◆ PASSAGE
..............................
PDE-Based Wave Simulation in Jetpack Compose: Canvas vs AGSL

March 12, 2026•13 minute read

In this article, I’ll build a 1D PDE wave simulation in Jetpack Compose, walk through performance tips and common pitfalls, and look at AGSL from a less obvious angle that is often missed at first glance.

PDE Liquid Bar (Canvas / AGSL Runtime RenderEffect / AGSL-in-Canvas)

Problem

Let’s build an interactive liquid effect in Jetpack Compose: it reacts to touch, creates waves on the surface, slowly settles, and blends with real UI content like text and icons.
For blending, we want two behaviors: invert content colors in some areas or apply per-pixel alpha masking when content is partially covered by the wave.

The challenge is balancing visual quality and performance.
Effects like this can look great, but on Android they can also introduce jitter, delayed response, and extra redraw cost.

So the goal is practical: keep it responsive on real devices, reduce artifacts, and pick a rendering approach that stays stable under load.

The 1D Wave Model

For this effect, I use a 1D wave model based on the wave PDE (Partial Differential Equation). I won’t go into the full math derivation here and will focus on the implementation idea. In 1D, the wave is represented as a row of samples across the container width. Each sample stores vertical displacement (Y) at a specific horizontal position (X). At every frame, each point is updated from its two neighbors and its own value from the previous frame:

next[i] = (curr[i-1]+curr[i+1] — prev[i])*damping

Important detail: to compute the next state, we need both the current and previous states.
That is why the simulation keeps three buffers at the same time: prev, curr, and next (see Wave1D with three FloatArrays).
After each step, these buffers are rotated.

  internal class Wave1D(samples: Int) {
      ...
      private var curr = FloatArray(n)
      private var prev = FloatArray(n)
      private var next = FloatArray(n)
      ...
  }

Key wave parameters:
– samples — horizontal simulation resolution.
– damping — how quickly wave energy decays.
– yGain — visual wave amplification at render time.
– plotWidth — transition band width between the wave and non-wave space (hard vs soft edge).

Touches are handled as instant impulses. Each touch is clamped to valid X/Y bounds, converted to pulse strength, and distributed across nearby samples with touchPulseInfluence. We do not store touch paths; we only modify the current wave state at the moment of interaction, then continue with the same fixed-cost simulation step per frame. A key benefit of this approach is that even with many taps per second, the ongoing simulation complexity does not grow.

...
// Apply one touch impulse to the current wave state
fun inject(touchX: Float, touchYBottomUp: Float) {
      // 1) Normalize touch position and convert it to impulse strength
      val centerX = touchX.coerceIn(0.1f, 0.9f)
      val touchStrength = (1f - touchYBottomUp.coerceIn(0f, 1f)) * amp

      // 2) Spread that impulse across nearby wave samples
      // Iterate over all wave samples along X
      for (sampleIndex in 0 until n) {
          val sampleX = sampleIndex.toFloat() / (n - 1).toFloat()
          val influence = touchPulseInfluence(centerX, pulseWidthNorm, sampleX)
          if (influence != 0f) curr[sampleIndex] -= influence * touchStrength
      }
  }
...
..............................
◆ OBJECTIVES
1/ How many buffers does the wave simulation article say the simulation keeps at the same time?
2/ Transcribe the stretch of the wave simulation article from "internal class Wave1D(samples: Int)" through "next = FloatArray(n)".

[Items in a dataset]
..............................
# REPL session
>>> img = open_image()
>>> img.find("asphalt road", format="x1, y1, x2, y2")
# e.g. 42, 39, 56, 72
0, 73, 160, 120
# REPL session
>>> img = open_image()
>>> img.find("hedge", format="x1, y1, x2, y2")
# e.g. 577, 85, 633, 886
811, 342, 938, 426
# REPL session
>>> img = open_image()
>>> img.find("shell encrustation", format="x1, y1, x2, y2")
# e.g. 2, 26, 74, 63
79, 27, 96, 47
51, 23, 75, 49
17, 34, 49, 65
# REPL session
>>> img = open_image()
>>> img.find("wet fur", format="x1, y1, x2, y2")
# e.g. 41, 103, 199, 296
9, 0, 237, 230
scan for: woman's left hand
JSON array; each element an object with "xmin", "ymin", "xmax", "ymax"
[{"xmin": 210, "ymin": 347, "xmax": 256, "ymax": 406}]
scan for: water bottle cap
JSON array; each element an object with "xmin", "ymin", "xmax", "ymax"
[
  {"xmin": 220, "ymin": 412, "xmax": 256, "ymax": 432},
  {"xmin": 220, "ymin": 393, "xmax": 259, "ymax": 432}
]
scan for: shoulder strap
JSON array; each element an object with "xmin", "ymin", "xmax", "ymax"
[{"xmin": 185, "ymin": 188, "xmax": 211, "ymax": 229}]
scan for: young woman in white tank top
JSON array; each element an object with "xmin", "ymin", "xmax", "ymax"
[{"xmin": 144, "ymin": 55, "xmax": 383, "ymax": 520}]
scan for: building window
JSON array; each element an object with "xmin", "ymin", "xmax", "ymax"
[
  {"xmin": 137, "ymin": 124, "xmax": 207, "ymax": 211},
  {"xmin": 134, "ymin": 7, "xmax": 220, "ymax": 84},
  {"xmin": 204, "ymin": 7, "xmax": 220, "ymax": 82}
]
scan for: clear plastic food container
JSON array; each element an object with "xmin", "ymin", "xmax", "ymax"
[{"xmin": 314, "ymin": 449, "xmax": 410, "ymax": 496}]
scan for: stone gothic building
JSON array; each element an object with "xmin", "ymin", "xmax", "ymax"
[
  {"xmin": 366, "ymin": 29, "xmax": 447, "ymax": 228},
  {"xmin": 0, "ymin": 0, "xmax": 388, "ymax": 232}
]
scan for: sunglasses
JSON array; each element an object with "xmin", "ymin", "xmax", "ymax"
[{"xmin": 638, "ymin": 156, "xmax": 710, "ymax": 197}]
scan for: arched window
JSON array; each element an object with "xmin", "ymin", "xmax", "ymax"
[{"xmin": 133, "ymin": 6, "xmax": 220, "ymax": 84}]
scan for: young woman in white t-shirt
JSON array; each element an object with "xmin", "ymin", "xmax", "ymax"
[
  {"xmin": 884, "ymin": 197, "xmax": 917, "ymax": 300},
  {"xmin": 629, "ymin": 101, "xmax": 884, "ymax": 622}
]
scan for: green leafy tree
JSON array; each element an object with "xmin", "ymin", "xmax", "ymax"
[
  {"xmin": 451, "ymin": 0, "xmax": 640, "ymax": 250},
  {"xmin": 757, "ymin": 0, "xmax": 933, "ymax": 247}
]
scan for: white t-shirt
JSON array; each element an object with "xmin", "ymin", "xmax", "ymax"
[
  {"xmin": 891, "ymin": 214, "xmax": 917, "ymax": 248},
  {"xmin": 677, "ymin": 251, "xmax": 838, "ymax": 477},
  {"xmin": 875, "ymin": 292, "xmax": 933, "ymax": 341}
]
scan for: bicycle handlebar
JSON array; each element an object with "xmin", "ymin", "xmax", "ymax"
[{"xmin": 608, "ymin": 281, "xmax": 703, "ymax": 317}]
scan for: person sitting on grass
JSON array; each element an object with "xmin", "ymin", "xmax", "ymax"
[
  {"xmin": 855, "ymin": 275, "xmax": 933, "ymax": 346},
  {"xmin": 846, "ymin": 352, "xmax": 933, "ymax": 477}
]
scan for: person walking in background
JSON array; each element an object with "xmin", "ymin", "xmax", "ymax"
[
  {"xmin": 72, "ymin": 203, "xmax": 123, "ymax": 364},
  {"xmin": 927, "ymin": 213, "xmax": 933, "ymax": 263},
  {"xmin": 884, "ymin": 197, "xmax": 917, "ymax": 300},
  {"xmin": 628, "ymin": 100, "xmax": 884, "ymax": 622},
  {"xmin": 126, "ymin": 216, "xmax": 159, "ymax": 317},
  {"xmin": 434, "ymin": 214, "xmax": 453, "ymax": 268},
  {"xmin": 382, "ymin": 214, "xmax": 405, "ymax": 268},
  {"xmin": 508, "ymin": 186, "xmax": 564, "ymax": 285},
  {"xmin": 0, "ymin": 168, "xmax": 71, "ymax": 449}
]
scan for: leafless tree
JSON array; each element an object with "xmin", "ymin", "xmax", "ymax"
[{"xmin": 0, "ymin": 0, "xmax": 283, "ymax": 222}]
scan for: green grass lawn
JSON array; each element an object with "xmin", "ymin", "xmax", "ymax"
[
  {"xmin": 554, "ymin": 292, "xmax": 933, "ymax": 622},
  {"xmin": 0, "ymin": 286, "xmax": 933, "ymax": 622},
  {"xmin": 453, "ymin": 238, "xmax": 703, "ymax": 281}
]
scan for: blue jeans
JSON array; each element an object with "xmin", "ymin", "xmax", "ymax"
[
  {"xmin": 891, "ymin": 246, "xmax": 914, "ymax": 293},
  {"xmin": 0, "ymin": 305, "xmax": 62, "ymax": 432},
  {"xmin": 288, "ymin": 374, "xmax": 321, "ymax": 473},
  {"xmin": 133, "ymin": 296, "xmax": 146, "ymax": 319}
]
..............................
◆ TASK-BY-TASK ANSWERS
1/ Three: prev, curr, and next.

2/
internal class Wave1D(samples: Int) {
      ...
      private var curr = FloatArray(n)
      private var prev = FloatArray(n)
      private var next = FloatArray(n)